**Page**
-.-.-
Dominating The Conversation: A Play in Two Acts

Dominating The Conversation: A Play in Two Acts


Dominating The Conversation: A Play in Two Acts


The Mets played a sloppy game on Wednesday. Three errors, including one by Steven Matz, were the main culprits in giving up nine Cardinals runs as the Mets dropped a laugher where the only bright spot was that Jeurys Familia and the rest of the main players in the bullpen got the night off.

Matz’s throwing error, which pulled Wilmer Flores off the bag and led directly to the Cardinals runs in the fourth, was the catalyst in what Matz described in “speeding the game up. Only three of Matz’s seven runs were earned, but it’s not a good sign when you can’t work out of jams caused by your own error and then use it as an excuse. Sid Fernandez was notorious for letting things like errors and balks and walks get to him. But at least he usually waited until the sixth inning to speed the game up after being dominant through the first five. Matz is nowhere close to being Sid Fernandez, let alone an ace in a rotation allegedly chock full of them.

Out of five starts, Matz has only gotten an out in the sixth inning once, and only gotten outs in the fifth inning twice. For a fifth starter that’s bad, and for a third starter as Matz started the season as, that’s horrendous. And the grace period of cold weather and manager cautiousness is running out. Matz had better figure it out, and it’s also on Callaway and Eiland to figure it out for him before one Matt Harvey comes back into the rotation and has to speak to reporters again. Considering what happened earlier Wednesday, that should be fun.

So look, I’m kind of a Harvey apologist. I sympathized with him when he skipped out on the media session a couple of years ago in Washington when he had bad start after bad start after bad start, and those post game media scrums started to become Groundhog Day. That incident seemed to be born out of genuine frustration. I thought Harvey deserved a pass on that.

He doesn’t deserve a pass on this one. Any good will he had accrued with the media was gone long ago, and he needed to act humble for his own sake. Know that what you’re going to read from here on in isn’t coming from a place of “Anti-Harvey”. I really do empathize with his situation. He had everything, and after two major surgeries he’s losing his ability to be elite and the life he once enjoyed seems to be slipping away from him. I can’t even imagine what that feeling is and I really do have sympathy for the man. And, as it was argued to me, he always seems to be in a no-win situation with the media where any answer he gives is going to be spun into a commentary about his ego. Yes, it’s unfair, just like the hatchet jobs on Yoenis Cespedes are unfair.
-.-.-
**Recorded information**
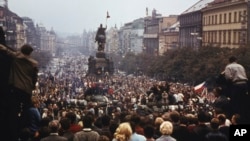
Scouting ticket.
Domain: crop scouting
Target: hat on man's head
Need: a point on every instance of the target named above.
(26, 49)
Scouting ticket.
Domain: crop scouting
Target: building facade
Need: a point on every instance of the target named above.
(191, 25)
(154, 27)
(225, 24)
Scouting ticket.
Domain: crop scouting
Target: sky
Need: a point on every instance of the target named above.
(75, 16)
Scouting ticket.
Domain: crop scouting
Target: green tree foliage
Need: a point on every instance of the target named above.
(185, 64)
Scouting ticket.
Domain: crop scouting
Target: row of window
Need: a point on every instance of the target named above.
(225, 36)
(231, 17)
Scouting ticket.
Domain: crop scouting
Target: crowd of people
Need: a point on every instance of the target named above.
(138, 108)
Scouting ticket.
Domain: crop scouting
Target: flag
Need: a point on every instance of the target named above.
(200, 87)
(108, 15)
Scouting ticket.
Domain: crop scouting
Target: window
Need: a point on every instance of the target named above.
-.-.-
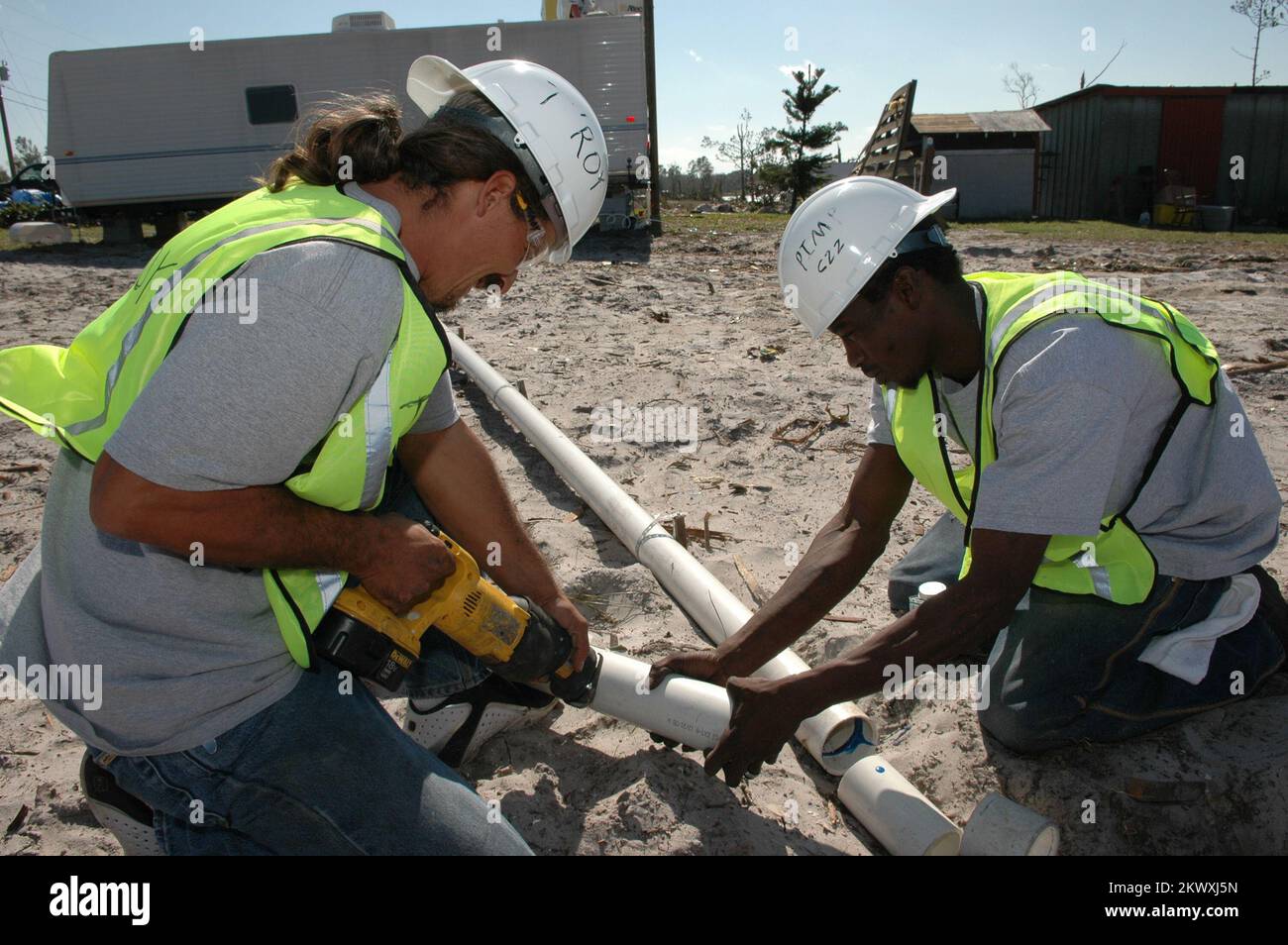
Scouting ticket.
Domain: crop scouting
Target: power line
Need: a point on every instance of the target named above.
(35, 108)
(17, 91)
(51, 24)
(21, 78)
-.-.-
**List of tasks**
a - Answer these from the Mets post:
(i) How many errors did the Mets make on Wednesday?
(ii) Out of five starts, how many times has Matz gotten an out in the sixth inning?
(iii) In what city did Harvey skip the media session a couple of years ago?
b - Resume the Mets post, picking up right after its final sentence.
The data stands apart from the Mets post.

**In response**
a -
(i) Three.
(ii) Once.
(iii) Washington.

b -
But the best way to kill something is to deny it oxygen. Smother it. Matt Harvey could have smothered this thing today before it came into existence by just answering a couple of questions. And even if he didn’t want to do that, he could have handled it in a hundred different ways that would have made him a little bit more of a sympathetic figure with maybe a hint of moral high ground. He could have smothered this thing and given it oxygen. Instead, he built a greenhouse for an unnecessary battle.

Many have said to me that the reporters have screwed him in the past and that they didn’t have to pursue it further after Harvey said he wasn’t going to answer their questions. But first thing: Yes they did. Yes they did. Talking to the media is a part of a ballplayer’s job. Asking questions of ballplayers is basically a sportswriter’s entire job. Second thing, if Matt had politely declined to answer questions, maybe this goes nowhere. But without being in the room and just reading DiComo’s tweet, it didn’t sound polite at all … and that’s just the part about the audible laughter. Forget the f-bomb.

Apr 24, 2018; St. Louis, MO, USA; New York Mets relief pitcher Matt Harvey (33) walks off the field after the final out of the fifth inning against the St. Louis Cardinals at Busch Stadium. Mandatory Credit: Jeff Curry-USA TODAY Sports

Look, at a certain point it’s in the best interests of Matt Harvey to be the adult in the room, no matter how many hit pieces have been written about him. There’s a better way to handle that. It’s easier to ask one person to change than to ask an entire subsection of major league baseball beat reporters to change. They’re not changing. They are who they are and it’s unfair sometimes, but there’s a way to deal with them even if you don’t want to acquiesce to them all the time. Answering three harmless questions about his first bullpen stint would have ended this thing before it had any oxygen. Yes, Harvey’s answers would have been scrutinized, and probably unfairly. But guess what: Welcome to New York. Harvey’s been here long enough to know what the media in a baseball town like New York is all about, good and bad.

Hell, even staying out of the area where reporters were allowed would have ultimately been better than the path he chose. Laughing out loud and telling reporters “I don’t f***ing want to?” that registered as a five on the Bonilla scale.

And forget what’s good for the reporters. I don’t expect anybody reading this to sympathize with the job of a reporter, or even certain reporters that have stirred controversy for its own sake. And if Matt Harvey doesn’t give a rat about the job they do, that’s fine. But he should answer their questions for his own sake and for the sake of his teammates. Because now they’re going to ask Tomas Nido and Jay Bruce about him and they don’t have the answers. Is it fair for reporters to do that? Maybe not. But that’s what they’re going to do because it’s their job.

And that’s what Harvey should be concerned about. Because the moment Harvey’s petulance becomes a drain on his teammates, that’s a problem. Harvey shouldn’t be required to care about Joel Sherman’s story, but he should be expected to be a good teammate. Maybe his teammates have his back. Maybe they don’t care about this incident. But why even risk it? What purpose does it serve Matt Harvey in the end? If he wants to be a prickly sort then so be it. I’ll defend his right to be who he is because when it all comes down to it, he doesn’t have to be David Wright or Todd Frazier or any of the clean cut nice young boys in the Mets’ clubhouse. And anyone who expects that is completely missing the point.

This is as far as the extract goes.